EXERCISE AIM »
Tally the lines in the entries that contain the word "black" and give only the number.

[Items listed in a dataset]
-- start --

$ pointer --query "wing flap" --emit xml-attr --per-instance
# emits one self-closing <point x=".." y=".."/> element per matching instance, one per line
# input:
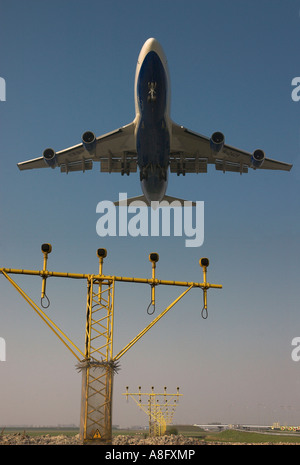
<point x="191" y="152"/>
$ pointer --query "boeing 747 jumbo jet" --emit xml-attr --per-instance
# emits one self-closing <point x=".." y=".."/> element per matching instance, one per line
<point x="152" y="141"/>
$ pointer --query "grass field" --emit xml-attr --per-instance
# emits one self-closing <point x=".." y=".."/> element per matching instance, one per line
<point x="228" y="436"/>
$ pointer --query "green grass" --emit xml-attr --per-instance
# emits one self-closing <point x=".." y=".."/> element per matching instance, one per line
<point x="41" y="431"/>
<point x="228" y="436"/>
<point x="250" y="437"/>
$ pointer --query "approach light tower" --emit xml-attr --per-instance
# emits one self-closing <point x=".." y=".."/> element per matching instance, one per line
<point x="160" y="408"/>
<point x="97" y="362"/>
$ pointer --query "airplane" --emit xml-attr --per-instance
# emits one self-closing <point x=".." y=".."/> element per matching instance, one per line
<point x="152" y="142"/>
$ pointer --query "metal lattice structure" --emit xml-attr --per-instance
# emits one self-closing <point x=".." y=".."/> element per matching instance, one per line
<point x="97" y="363"/>
<point x="160" y="408"/>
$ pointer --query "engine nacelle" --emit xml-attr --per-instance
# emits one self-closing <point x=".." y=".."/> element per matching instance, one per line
<point x="217" y="141"/>
<point x="257" y="158"/>
<point x="89" y="141"/>
<point x="50" y="157"/>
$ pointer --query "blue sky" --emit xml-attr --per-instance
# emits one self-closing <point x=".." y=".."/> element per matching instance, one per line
<point x="69" y="67"/>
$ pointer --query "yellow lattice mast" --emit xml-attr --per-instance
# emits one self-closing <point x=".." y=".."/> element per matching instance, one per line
<point x="97" y="362"/>
<point x="160" y="408"/>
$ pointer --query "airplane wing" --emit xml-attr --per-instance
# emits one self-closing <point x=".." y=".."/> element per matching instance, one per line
<point x="191" y="152"/>
<point x="115" y="151"/>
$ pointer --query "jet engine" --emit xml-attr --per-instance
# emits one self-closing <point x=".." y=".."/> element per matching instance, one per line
<point x="217" y="142"/>
<point x="257" y="158"/>
<point x="89" y="141"/>
<point x="50" y="157"/>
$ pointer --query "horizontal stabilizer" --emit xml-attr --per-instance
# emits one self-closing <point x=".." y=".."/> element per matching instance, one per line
<point x="167" y="201"/>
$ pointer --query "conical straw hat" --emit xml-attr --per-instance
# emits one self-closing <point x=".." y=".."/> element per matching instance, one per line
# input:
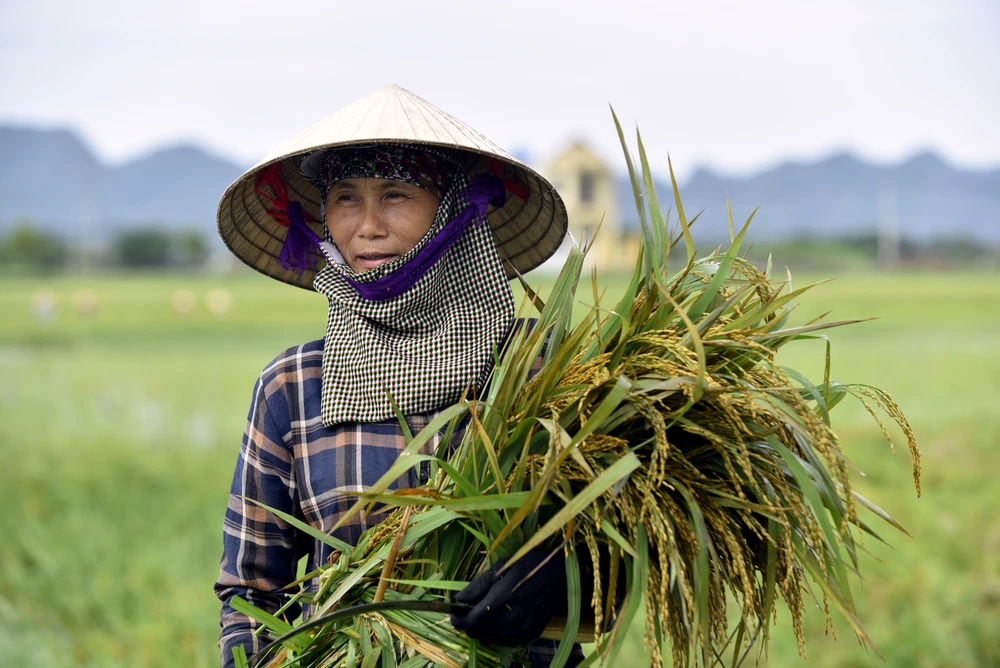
<point x="526" y="231"/>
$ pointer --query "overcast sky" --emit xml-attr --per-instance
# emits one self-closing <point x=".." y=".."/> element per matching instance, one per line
<point x="733" y="85"/>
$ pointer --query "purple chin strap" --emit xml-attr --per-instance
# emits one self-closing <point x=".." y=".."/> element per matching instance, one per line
<point x="484" y="190"/>
<point x="301" y="248"/>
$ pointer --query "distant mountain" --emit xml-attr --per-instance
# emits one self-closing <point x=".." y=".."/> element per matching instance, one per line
<point x="52" y="177"/>
<point x="924" y="197"/>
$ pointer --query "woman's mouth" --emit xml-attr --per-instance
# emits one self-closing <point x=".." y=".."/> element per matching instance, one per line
<point x="371" y="260"/>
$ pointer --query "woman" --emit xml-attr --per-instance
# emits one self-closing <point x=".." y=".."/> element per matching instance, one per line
<point x="381" y="208"/>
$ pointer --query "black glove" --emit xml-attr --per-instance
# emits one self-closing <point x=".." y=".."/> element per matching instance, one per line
<point x="510" y="608"/>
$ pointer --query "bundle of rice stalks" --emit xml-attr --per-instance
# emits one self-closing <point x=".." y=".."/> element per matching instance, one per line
<point x="662" y="430"/>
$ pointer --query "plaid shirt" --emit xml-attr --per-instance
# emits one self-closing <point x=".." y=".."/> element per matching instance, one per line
<point x="290" y="461"/>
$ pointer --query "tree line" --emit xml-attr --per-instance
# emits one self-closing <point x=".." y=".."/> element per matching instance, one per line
<point x="30" y="248"/>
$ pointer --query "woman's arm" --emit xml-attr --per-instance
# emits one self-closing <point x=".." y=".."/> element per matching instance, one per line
<point x="259" y="550"/>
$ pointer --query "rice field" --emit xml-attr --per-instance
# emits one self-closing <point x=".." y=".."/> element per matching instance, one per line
<point x="124" y="399"/>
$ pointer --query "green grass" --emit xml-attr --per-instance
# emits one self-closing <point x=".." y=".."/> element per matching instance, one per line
<point x="119" y="431"/>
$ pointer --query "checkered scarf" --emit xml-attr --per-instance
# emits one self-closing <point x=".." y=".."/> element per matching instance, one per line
<point x="428" y="345"/>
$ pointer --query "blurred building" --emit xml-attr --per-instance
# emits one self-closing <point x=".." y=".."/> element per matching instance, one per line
<point x="587" y="186"/>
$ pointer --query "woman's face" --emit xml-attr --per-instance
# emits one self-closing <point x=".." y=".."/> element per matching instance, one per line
<point x="374" y="221"/>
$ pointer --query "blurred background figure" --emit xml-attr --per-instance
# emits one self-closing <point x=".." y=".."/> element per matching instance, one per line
<point x="45" y="305"/>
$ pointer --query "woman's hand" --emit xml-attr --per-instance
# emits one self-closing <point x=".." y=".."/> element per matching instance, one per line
<point x="512" y="608"/>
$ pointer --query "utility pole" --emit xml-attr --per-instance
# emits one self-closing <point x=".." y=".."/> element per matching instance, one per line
<point x="889" y="238"/>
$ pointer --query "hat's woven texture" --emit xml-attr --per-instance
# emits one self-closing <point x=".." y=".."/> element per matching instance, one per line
<point x="526" y="231"/>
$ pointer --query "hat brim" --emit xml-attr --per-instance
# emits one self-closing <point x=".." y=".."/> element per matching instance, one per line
<point x="526" y="232"/>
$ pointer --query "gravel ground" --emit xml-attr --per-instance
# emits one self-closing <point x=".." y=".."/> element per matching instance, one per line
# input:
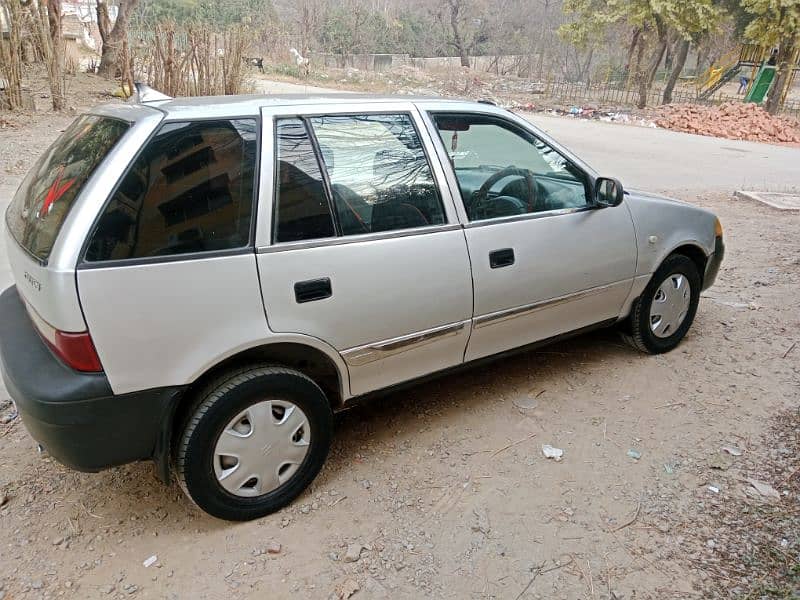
<point x="442" y="490"/>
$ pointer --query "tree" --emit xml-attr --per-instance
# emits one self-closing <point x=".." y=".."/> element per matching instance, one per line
<point x="10" y="55"/>
<point x="776" y="23"/>
<point x="466" y="26"/>
<point x="654" y="20"/>
<point x="113" y="36"/>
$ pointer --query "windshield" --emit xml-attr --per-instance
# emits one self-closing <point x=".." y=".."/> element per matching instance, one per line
<point x="47" y="193"/>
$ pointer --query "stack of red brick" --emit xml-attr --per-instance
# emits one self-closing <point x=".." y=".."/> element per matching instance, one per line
<point x="732" y="120"/>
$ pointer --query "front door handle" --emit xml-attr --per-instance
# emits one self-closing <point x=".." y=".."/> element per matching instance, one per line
<point x="501" y="258"/>
<point x="313" y="289"/>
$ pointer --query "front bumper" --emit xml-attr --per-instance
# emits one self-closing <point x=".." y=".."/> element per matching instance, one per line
<point x="713" y="263"/>
<point x="76" y="416"/>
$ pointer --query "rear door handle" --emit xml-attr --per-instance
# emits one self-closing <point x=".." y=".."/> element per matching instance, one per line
<point x="501" y="258"/>
<point x="313" y="289"/>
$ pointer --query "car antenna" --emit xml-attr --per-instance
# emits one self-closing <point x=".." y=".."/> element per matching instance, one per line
<point x="144" y="94"/>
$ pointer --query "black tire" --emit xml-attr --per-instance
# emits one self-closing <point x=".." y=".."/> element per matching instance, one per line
<point x="641" y="335"/>
<point x="220" y="402"/>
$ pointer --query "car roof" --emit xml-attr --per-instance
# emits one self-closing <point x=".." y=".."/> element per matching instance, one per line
<point x="251" y="104"/>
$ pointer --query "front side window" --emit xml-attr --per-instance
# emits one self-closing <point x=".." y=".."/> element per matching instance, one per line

-- end --

TASK RESPONSE »
2